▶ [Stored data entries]
****************************************

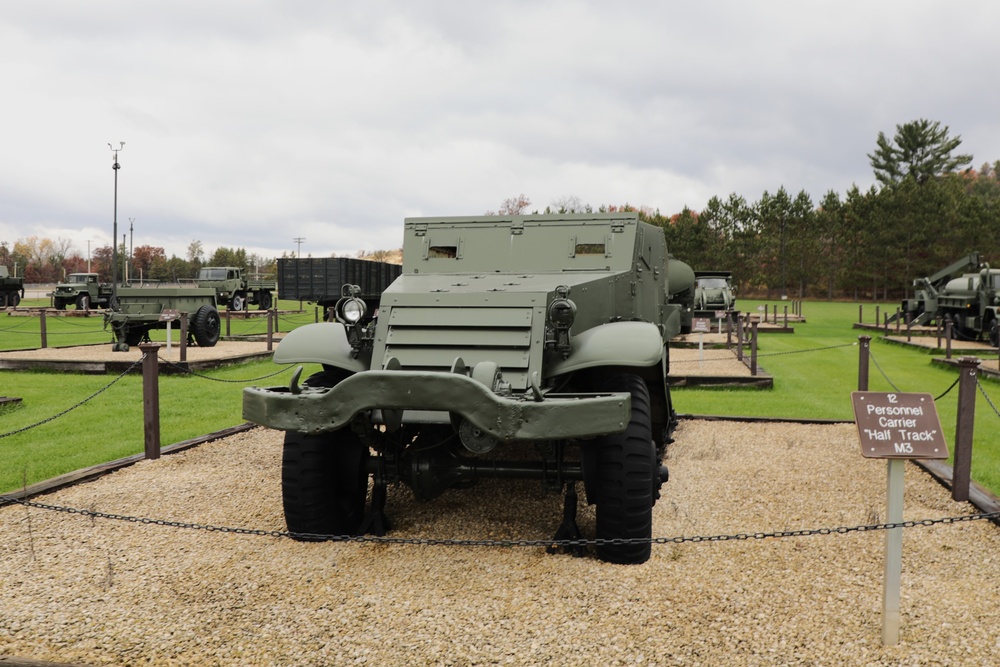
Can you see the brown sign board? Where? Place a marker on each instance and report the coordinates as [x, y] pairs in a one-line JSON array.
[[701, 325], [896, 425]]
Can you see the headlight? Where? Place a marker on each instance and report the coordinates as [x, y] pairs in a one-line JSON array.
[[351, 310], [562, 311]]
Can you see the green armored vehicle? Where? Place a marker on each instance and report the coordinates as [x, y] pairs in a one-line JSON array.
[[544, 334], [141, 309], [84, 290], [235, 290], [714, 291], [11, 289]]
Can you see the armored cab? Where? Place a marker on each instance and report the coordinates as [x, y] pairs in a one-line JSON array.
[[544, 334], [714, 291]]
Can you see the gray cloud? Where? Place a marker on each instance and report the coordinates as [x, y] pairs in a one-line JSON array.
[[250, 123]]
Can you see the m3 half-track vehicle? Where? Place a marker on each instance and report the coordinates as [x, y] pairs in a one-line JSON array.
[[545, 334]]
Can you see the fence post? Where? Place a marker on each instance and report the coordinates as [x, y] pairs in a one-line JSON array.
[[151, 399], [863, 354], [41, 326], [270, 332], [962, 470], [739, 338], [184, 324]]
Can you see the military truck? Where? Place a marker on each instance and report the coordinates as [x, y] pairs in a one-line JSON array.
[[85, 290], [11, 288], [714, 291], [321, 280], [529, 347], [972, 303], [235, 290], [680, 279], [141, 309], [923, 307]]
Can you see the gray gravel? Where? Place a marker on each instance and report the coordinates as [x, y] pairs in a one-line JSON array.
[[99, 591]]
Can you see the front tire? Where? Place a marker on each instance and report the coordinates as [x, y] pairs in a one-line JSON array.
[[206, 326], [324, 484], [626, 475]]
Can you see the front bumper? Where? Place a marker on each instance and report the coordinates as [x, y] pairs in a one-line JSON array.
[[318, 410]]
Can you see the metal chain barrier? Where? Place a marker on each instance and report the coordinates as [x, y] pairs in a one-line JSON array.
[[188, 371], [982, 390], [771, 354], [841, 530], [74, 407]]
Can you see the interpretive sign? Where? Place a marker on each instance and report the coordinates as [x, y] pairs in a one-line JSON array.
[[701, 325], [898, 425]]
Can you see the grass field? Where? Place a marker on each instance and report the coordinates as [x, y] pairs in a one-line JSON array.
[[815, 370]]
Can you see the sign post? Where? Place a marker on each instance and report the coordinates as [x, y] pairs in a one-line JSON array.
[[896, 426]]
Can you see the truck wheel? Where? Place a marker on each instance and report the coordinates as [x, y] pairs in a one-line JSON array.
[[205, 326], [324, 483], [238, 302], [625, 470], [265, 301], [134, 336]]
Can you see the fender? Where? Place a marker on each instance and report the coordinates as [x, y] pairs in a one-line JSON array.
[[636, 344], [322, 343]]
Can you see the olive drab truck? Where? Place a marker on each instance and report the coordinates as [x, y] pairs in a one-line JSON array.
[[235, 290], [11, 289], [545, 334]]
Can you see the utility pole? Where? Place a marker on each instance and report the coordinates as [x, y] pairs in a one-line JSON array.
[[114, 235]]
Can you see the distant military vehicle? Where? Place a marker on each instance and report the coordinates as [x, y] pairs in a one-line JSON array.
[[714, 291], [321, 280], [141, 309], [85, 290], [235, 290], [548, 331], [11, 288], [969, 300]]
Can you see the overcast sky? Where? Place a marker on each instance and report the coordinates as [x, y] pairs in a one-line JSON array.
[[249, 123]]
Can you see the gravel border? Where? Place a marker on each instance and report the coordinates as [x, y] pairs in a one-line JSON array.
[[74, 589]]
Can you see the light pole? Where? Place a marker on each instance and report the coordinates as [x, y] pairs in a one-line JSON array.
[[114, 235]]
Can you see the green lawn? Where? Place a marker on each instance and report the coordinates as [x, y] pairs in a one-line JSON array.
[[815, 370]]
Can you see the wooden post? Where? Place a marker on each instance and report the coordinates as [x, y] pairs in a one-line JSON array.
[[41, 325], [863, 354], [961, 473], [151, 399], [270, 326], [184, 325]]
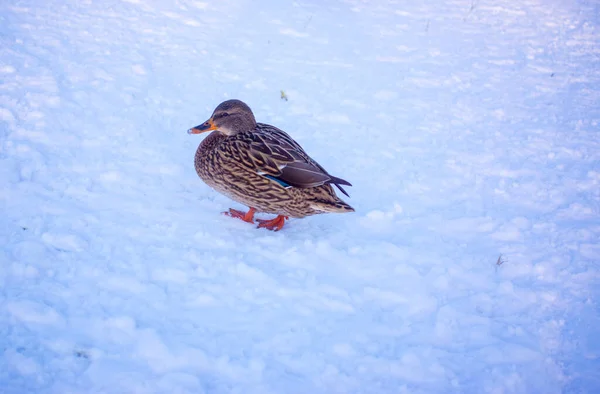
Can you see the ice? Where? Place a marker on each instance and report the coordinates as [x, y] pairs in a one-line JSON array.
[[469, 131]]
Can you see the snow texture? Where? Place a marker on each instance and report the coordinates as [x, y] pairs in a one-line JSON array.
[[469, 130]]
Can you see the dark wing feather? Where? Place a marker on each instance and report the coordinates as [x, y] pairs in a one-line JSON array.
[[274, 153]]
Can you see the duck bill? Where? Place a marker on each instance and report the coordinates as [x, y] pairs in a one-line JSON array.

****************************************

▶ [Exercise description]
The entries are to be reproduced exactly, excluding any pictures they contain.

▶ [Reply]
Can you see the brown sign board? Where? Place a marker on each instance and report the coordinates as [x, y] pairs in a one-line JSON array.
[[701, 325], [896, 425]]
Can you see the headlight? Where? Place a marker on each instance and report the coordinates as [x, y] pairs in a one-line JSON array.
[[351, 310], [562, 311]]
Can you see the green armored vehicle? Where? Place a marker on each instance and report the coordinates as [x, y] pairs in a one-line JSON array.
[[544, 334], [141, 309], [84, 290], [235, 290], [714, 291], [11, 289]]
Can you see the armored cab? Where? Place a marker on each instance and report the coordinates as [x, y] pairs in a one-line JSON array.
[[544, 334], [714, 291]]
Can you see the gray cloud? Where? Place a marker on each instance and report the coordinates as [x, y] pairs in a one-line JSON array.
[[250, 123]]
Can you see the m3 half-track vehicle? Where? Place a marker on each instance and report the coordinates as [x, y] pairs in a one-line JSON array.
[[545, 334]]
Can you see the fence post? Where? Place a marker on each instance and report the coordinates as [x, y] pairs in a one-line JSON array.
[[151, 399], [863, 354], [41, 326], [270, 332], [962, 470], [739, 338], [184, 324]]
Can you see the military truck? Where? Place a marker on each instance and report the coordinates as [x, y] pairs in a one-line JSON array.
[[85, 290], [11, 288], [714, 291], [321, 280], [529, 347], [972, 303], [235, 290], [680, 279], [141, 309], [923, 307]]
Can you see the gray gravel? Where? Place a marker on each instance and report the coordinates as [x, y] pairs in a one-line JSON array.
[[99, 591]]
Can you see the front tire? Where? Place a marker on each instance and report the coordinates as [x, y] pairs in a one-line JSON array.
[[206, 326], [324, 484], [626, 475]]
Can you see the front bumper? Where? Place a marker on each instance and report the coordinates as [x, y] pairs in a one-line JSON array.
[[318, 410]]
Can you see the metal chain barrier? Where? Place a marker on each instance and report the coordinates as [x, y] pairs in a one-line JSON array.
[[188, 371], [982, 390], [771, 354], [841, 530], [74, 407]]
Can you see the interpretive sign? Where? Place a marker on each instance and report the coordinates as [x, y] pairs in a one-line JSON array.
[[701, 325], [898, 425]]
Can you see the grass field? Where? Place a marker on each instance and report the coordinates as [x, y] pairs in a one-line JSON array.
[[815, 370]]
Can you see the sign post? Where? Place a marker on each instance and report the coordinates as [x, y] pairs in a one-line JSON array.
[[896, 426]]
Can you see the truck wheel? Where? Place a marker on each instance and report the coordinates as [x, y] pairs in a one-line JSON array.
[[205, 326], [324, 483], [238, 302], [625, 470], [265, 301], [134, 336]]
Can you see the fender? Where? Place a marker on each instance and report the coordinates as [x, y] pairs in a one-line JSON array.
[[636, 344], [322, 343]]
Can you see the olive drab truck? Where? Place a marker on each instance and report the coordinates as [x, y] pairs in a one-line JSON array.
[[235, 290], [11, 289], [545, 334]]
Can you see the utility pole? Where? Place a marker on each instance and report the coordinates as [x, y] pairs in a one-line JSON array.
[[114, 235]]
Can you see the distant military vehicle? Where? Place a marker on each instance and report the coordinates as [x, y] pairs in a one-line JSON array.
[[714, 291], [321, 280], [141, 309], [85, 290], [235, 290], [548, 331], [11, 288], [969, 300]]
Can you see the overcast sky? Where? Place a marker on each instance and report the coordinates as [x, y] pairs in a one-line JSON array.
[[249, 123]]
Can you see the gravel border? Where? Place a marker on each instance and report the coordinates as [x, y] pairs in a one-line JSON array.
[[74, 589]]
Can you see the light pole? Where? Place a marker on each instance and report the coordinates as [x, y] pairs in a one-line JSON array.
[[114, 235]]
Can you see the green lawn? Where? Place a marker on each instance and report the coordinates as [x, y] pairs in a one-line JSON array.
[[815, 370]]
Can you see the wooden post? Where? Place a marker on each instance and report the coordinates as [x, y] pairs in a one-line JSON array.
[[41, 325], [863, 354], [961, 473], [151, 399], [270, 326], [184, 325]]
Can you see the ice? Where? Place a marker on each instance and report the coordinates as [x, y] pairs in a one-line JSON array.
[[469, 131]]
Can you see the snow texture? Where? Place a marker on each instance and report the coordinates as [x, y] pairs in a one-line JSON array.
[[469, 130]]
Can you see the dark wing feather? Where? Place a marker on each instance and report the coordinates as [x, y] pairs in a one-line JSON array.
[[274, 153]]
Can you see the duck bill? Where? Place a marker on each instance and report the coordinates as [x, y] pairs in a one-line JSON array.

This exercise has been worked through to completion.